▸ Passage given:
- - -

Free fallin’: Heat 108, Bulls 95

ESPN’s Chris Broussard and Ric Bucher may not agree on whether Joakim Noah’s ongoing absence due to plantar fasciitis in his left foot is the costliest injury in the NBA, but the Bulls have now give up 100 or more points in 10 straight games. They’ve lost eight of those games, including the last seven in a row.

Chicago can’t stop anybody. Take last night, for example. Miami center Jermaine O’Neal scored a season-high 25 points by going 8-for-13 from the field and 9-for-11 from the line. Of his eight field goals, three were layups and two were dunks. And obviously he was pretty successful getting to the line.

The Bulls couldn’t stop him. They couldn’t even hope to contain him.

Welcome to the Bulls’ hell. Chicago is still one of the worst offensive teams in the league (27th in Offensive Efficiency), and now they’ve fallen out of the top 10 in Defensive Efficiency. Actually, they’re free falling in pretty much every category…the season standings, the playoff race, etc.

Can you feel the frustration?

The Chicago players sure can. The Bulls — who were playing without their medium-sized three of Noah, Derrick Rose (sprained left wrist) and Luol Deng (strained right calf muscle) — put up a surprisingly good fight all things considered. In fact, they were down only 10 points (87-77) with just under five minutes left in the fourth quarter.

- - -

▸ Raw records:
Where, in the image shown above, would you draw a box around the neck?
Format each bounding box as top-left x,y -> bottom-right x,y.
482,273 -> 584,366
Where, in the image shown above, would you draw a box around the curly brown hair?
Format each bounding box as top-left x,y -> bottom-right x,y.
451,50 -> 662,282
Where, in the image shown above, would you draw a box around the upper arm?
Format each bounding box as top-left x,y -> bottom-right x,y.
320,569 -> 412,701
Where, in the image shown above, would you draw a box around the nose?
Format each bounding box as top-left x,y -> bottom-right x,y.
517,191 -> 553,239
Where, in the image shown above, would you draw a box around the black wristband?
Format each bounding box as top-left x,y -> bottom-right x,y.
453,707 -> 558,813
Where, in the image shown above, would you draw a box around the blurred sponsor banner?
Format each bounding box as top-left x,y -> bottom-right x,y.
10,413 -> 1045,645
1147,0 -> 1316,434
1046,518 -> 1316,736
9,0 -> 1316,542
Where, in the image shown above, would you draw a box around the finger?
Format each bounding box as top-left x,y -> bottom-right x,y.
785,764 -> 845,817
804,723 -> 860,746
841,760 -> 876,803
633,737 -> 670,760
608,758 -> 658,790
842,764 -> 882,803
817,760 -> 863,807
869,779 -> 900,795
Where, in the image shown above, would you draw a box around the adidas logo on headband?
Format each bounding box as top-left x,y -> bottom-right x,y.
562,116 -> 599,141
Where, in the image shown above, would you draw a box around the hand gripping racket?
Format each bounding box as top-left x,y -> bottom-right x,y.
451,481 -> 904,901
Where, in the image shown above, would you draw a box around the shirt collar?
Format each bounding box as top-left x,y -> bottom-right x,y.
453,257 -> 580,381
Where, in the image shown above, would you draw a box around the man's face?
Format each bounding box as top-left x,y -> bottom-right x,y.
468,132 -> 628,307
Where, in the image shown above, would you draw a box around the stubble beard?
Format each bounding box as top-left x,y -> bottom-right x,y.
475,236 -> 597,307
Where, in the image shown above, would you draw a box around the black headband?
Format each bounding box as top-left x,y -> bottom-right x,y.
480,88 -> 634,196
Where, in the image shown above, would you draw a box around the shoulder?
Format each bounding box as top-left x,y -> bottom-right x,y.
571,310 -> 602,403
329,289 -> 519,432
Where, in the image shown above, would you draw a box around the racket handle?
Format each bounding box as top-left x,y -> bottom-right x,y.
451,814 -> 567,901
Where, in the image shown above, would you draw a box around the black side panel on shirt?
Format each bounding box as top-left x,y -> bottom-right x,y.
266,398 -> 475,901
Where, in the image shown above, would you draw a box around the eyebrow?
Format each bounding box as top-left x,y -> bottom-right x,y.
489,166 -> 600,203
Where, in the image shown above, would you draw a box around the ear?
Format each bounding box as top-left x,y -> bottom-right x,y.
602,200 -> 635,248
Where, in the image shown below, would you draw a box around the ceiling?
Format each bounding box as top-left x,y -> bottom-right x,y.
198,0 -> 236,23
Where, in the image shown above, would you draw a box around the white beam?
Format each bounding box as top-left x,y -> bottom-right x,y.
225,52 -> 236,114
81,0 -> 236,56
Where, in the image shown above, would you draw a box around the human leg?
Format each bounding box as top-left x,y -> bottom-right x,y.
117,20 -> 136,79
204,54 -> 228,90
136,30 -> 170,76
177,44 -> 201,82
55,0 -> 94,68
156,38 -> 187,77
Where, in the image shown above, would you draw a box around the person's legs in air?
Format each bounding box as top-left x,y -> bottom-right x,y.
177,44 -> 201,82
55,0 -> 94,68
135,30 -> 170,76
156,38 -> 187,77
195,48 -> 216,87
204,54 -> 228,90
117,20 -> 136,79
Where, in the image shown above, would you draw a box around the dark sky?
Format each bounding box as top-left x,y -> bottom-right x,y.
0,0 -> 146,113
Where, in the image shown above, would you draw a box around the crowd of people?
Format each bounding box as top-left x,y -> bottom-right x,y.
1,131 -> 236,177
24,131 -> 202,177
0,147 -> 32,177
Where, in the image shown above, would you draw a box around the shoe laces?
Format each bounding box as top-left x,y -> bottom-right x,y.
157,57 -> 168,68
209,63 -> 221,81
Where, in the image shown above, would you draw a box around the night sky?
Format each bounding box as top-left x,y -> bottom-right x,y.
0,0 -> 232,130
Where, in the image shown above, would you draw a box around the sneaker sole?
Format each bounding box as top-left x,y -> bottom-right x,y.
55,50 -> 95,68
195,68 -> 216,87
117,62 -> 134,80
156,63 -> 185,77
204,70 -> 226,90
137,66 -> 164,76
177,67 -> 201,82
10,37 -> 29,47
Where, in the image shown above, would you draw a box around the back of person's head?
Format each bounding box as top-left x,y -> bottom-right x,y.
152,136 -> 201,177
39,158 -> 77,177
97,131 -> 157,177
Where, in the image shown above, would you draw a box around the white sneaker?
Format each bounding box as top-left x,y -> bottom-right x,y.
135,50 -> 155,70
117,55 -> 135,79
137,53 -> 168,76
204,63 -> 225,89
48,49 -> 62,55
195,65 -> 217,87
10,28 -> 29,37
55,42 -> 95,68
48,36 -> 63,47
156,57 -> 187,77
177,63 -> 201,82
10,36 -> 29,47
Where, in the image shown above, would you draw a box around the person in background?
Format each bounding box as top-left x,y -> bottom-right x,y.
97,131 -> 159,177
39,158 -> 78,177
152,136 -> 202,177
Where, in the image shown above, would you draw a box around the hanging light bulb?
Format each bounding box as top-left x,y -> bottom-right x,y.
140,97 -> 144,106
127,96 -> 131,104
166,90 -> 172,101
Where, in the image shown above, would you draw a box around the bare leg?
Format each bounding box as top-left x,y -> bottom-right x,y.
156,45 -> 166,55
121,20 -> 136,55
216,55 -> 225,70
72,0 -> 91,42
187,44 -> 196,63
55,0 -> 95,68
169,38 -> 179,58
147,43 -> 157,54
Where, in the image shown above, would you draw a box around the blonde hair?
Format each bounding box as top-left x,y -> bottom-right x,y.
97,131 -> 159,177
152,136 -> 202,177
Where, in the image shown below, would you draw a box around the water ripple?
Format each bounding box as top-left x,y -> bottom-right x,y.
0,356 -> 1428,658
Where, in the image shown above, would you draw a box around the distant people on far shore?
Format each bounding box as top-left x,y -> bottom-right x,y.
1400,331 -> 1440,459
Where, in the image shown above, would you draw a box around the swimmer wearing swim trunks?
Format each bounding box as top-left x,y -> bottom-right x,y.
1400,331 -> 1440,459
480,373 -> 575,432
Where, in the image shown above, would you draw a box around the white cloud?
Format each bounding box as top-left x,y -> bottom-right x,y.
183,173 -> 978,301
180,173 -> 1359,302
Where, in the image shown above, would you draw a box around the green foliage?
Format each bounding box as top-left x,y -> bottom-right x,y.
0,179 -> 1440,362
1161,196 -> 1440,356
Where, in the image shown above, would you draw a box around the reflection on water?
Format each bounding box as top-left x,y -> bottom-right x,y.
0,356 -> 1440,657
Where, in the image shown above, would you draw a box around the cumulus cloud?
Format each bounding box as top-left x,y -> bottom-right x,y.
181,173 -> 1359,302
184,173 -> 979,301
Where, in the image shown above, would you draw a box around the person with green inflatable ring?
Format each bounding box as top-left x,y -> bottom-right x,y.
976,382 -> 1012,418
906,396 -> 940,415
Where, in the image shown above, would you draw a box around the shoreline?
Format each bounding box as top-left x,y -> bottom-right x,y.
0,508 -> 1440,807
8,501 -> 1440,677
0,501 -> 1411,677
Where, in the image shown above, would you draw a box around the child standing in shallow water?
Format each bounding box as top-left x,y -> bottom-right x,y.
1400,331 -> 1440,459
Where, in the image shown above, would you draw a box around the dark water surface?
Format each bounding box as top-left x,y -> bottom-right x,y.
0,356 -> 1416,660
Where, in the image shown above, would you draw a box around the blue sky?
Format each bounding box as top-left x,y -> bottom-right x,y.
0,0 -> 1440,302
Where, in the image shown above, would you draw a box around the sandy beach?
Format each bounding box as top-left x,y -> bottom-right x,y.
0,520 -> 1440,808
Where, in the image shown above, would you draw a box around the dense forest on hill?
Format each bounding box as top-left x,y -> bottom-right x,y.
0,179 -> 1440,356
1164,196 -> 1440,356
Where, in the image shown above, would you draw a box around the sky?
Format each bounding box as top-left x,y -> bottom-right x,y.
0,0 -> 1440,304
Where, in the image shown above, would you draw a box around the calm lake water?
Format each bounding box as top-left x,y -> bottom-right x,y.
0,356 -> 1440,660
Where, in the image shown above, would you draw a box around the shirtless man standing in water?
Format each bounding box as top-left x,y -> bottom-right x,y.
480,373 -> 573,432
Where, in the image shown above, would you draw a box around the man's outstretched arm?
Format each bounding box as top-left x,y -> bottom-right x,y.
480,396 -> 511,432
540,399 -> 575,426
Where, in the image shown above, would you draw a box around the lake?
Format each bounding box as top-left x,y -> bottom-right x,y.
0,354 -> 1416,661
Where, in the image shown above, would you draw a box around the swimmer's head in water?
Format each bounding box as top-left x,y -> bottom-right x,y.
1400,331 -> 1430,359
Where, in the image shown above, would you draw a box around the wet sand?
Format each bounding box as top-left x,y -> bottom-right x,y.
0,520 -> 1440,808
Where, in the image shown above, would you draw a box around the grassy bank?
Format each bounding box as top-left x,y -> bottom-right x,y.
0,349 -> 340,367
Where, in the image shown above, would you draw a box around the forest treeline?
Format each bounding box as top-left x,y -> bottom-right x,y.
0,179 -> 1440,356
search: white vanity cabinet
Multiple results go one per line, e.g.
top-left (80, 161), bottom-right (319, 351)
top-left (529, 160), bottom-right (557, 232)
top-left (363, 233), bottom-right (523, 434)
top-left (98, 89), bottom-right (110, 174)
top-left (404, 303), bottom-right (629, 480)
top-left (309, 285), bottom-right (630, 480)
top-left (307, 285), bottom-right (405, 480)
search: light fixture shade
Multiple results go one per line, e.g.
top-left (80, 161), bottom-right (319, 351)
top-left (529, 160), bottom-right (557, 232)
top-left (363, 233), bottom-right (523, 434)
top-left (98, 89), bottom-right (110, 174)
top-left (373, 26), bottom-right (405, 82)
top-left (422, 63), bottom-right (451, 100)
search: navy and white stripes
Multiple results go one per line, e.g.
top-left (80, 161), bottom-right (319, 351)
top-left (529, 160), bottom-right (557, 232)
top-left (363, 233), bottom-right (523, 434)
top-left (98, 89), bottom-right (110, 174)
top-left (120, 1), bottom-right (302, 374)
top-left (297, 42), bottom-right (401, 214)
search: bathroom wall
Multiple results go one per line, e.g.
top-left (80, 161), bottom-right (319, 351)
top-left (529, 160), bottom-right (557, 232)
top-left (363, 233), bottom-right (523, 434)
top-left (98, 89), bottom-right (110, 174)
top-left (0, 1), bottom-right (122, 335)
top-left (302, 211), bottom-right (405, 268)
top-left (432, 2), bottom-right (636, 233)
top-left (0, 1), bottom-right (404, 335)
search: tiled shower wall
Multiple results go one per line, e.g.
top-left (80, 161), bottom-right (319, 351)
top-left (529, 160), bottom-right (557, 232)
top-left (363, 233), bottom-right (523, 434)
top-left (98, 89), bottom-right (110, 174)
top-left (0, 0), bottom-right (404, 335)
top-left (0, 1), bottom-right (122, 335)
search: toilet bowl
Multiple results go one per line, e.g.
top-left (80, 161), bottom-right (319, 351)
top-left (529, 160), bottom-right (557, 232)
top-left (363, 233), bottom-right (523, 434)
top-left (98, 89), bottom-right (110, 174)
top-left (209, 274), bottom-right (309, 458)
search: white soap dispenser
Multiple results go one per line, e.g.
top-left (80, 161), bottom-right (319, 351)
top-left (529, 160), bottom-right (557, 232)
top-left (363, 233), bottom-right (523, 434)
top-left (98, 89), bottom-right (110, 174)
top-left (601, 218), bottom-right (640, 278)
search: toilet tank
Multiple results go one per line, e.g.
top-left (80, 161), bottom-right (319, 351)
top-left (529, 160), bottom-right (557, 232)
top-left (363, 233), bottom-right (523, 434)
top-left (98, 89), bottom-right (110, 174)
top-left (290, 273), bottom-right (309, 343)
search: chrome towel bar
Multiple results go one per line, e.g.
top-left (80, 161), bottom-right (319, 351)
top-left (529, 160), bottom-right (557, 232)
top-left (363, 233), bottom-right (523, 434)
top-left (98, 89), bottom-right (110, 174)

- - -

▸ Written problem 1: How many points did Jermaine O'Neal score in the game covered by the Heat–Bulls recap?
▸ Written problem 2: Write out the Heat–Bulls recap word for word from "ESPN’s Chris Broussard" to "to the line.".

▸ Final result 1: He scored a season-high 25 points.

▸ Final result 2:
ESPN’s Chris Broussard and Ric Bucher may not agree on whether Joakim Noah’s ongoing absence due to plantar fasciitis in his left foot is the costliest injury in the NBA, but the Bulls have now give up 100 or more points in 10 straight games. They’ve lost eight of those games, including the last seven in a row.

Chicago can’t stop anybody. Take last night, for example. Miami center Jermaine O’Neal scored a season-high 25 points by going 8-for-13 from the field and 9-for-11 from the line. Of his eight field goals, three were layups and two were dunks. And obviously he was pretty successful getting to the line.